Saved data
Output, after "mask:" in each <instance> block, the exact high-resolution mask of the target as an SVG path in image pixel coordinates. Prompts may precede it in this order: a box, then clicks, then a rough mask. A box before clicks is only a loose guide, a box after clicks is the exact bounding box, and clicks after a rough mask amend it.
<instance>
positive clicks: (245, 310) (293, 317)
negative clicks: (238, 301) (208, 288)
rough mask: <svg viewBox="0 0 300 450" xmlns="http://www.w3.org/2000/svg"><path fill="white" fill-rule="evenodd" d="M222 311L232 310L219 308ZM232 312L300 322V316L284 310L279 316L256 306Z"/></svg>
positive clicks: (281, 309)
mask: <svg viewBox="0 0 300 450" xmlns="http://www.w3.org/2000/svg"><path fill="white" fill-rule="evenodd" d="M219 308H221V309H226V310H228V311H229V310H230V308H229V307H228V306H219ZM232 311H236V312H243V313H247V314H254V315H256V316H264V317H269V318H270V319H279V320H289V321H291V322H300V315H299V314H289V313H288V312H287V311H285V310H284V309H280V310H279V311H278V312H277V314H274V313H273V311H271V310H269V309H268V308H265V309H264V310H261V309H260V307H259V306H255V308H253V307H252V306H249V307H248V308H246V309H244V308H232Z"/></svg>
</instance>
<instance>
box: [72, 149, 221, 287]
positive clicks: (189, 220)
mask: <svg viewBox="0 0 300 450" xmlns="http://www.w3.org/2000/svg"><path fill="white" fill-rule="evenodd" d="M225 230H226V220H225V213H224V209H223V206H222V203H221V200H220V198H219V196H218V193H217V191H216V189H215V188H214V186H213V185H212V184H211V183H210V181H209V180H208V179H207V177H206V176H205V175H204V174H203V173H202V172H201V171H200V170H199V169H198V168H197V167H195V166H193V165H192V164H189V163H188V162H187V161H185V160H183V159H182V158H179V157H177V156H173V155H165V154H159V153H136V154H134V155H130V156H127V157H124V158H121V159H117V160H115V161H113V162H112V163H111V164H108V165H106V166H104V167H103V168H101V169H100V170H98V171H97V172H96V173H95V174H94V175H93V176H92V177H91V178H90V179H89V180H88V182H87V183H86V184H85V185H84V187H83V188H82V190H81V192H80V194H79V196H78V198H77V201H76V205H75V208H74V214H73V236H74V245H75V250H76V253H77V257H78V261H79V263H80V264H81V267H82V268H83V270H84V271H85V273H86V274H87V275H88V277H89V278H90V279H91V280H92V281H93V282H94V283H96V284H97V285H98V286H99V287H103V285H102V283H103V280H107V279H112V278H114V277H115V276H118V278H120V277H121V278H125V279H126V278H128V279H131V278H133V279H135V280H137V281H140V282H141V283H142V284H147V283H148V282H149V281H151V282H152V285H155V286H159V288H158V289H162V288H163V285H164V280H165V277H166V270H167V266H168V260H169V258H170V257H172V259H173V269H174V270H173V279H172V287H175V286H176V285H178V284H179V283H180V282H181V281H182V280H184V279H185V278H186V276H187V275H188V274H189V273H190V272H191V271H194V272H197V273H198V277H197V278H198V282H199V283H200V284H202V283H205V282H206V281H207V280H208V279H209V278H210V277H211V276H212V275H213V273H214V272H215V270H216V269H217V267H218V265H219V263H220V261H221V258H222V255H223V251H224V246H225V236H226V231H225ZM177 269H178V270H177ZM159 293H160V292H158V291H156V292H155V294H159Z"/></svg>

**Problem to work on**
Copy the listing above line for line, changing nothing.

**The answer**
Output, after "mask:" in each <instance> block, the exact high-resolution mask of the target as an SVG path in image pixel coordinates. Prompts may precede it in this order: a box, then clicks, then a rough mask. A box before clicks is only a loose guide, a box after clicks is the exact bounding box, and clicks after a rough mask amend it.
<instance>
positive clicks: (245, 310) (293, 317)
negative clicks: (238, 301) (208, 288)
rough mask: <svg viewBox="0 0 300 450" xmlns="http://www.w3.org/2000/svg"><path fill="white" fill-rule="evenodd" d="M222 311L232 310L219 308ZM232 312L300 322V316L284 310L279 316L256 306Z"/></svg>
positive clicks: (281, 309)
mask: <svg viewBox="0 0 300 450" xmlns="http://www.w3.org/2000/svg"><path fill="white" fill-rule="evenodd" d="M219 308H221V309H226V310H228V311H229V310H230V308H229V307H228V306H219ZM232 311H236V312H243V313H247V314H254V315H256V316H264V317H269V318H270V319H279V320H289V321H291V322H300V315H299V314H289V313H288V312H287V311H285V310H284V309H280V310H279V311H278V312H277V314H274V313H273V311H271V310H269V309H268V308H265V309H264V310H261V309H260V307H259V306H255V308H253V307H252V306H249V307H248V308H246V309H244V308H232Z"/></svg>
</instance>
<instance>
box: [72, 149, 221, 287]
positive clicks: (189, 220)
mask: <svg viewBox="0 0 300 450" xmlns="http://www.w3.org/2000/svg"><path fill="white" fill-rule="evenodd" d="M225 230H226V220H225V213H224V209H223V206H222V203H221V200H220V198H219V196H218V193H217V191H216V189H215V188H214V186H213V185H212V184H211V183H210V181H209V180H208V179H207V177H206V176H205V175H204V174H203V173H202V172H201V171H200V170H199V169H198V168H197V167H195V166H193V165H192V164H189V163H188V162H187V161H185V160H183V159H182V158H179V157H177V156H173V155H165V154H159V153H136V154H134V155H130V156H127V157H124V158H121V159H117V160H115V161H113V162H112V163H111V164H108V165H106V166H104V167H103V168H101V169H100V170H98V171H97V172H96V173H95V174H94V175H93V176H92V177H91V178H90V179H89V180H88V182H87V183H86V184H85V185H84V187H83V188H82V190H81V192H80V194H79V196H78V198H77V201H76V205H75V208H74V214H73V236H74V245H75V250H76V253H77V257H78V261H79V263H80V264H81V267H82V268H83V270H84V271H85V273H86V274H87V275H88V277H89V278H90V279H91V280H92V281H93V282H94V283H96V284H97V285H98V286H99V287H103V285H102V283H103V280H107V279H112V278H114V277H115V276H118V278H120V277H121V278H125V279H126V278H128V279H131V278H133V279H135V280H137V281H140V282H141V283H142V284H147V283H148V282H149V281H151V282H152V285H155V286H159V288H158V289H162V288H163V285H164V280H165V277H166V270H167V266H168V260H169V258H170V257H172V259H173V269H174V270H173V279H172V287H175V286H176V285H178V284H179V283H180V282H181V281H182V280H184V279H185V278H186V276H187V275H188V274H189V273H190V272H191V271H194V272H197V273H198V277H197V278H198V282H199V283H200V284H202V283H205V282H206V281H207V280H208V279H209V278H210V277H211V276H212V275H213V273H214V272H215V270H216V269H217V267H218V265H219V263H220V261H221V258H222V255H223V251H224V246H225V236H226V231H225ZM177 269H178V270H177ZM159 293H160V292H158V291H156V292H155V294H159Z"/></svg>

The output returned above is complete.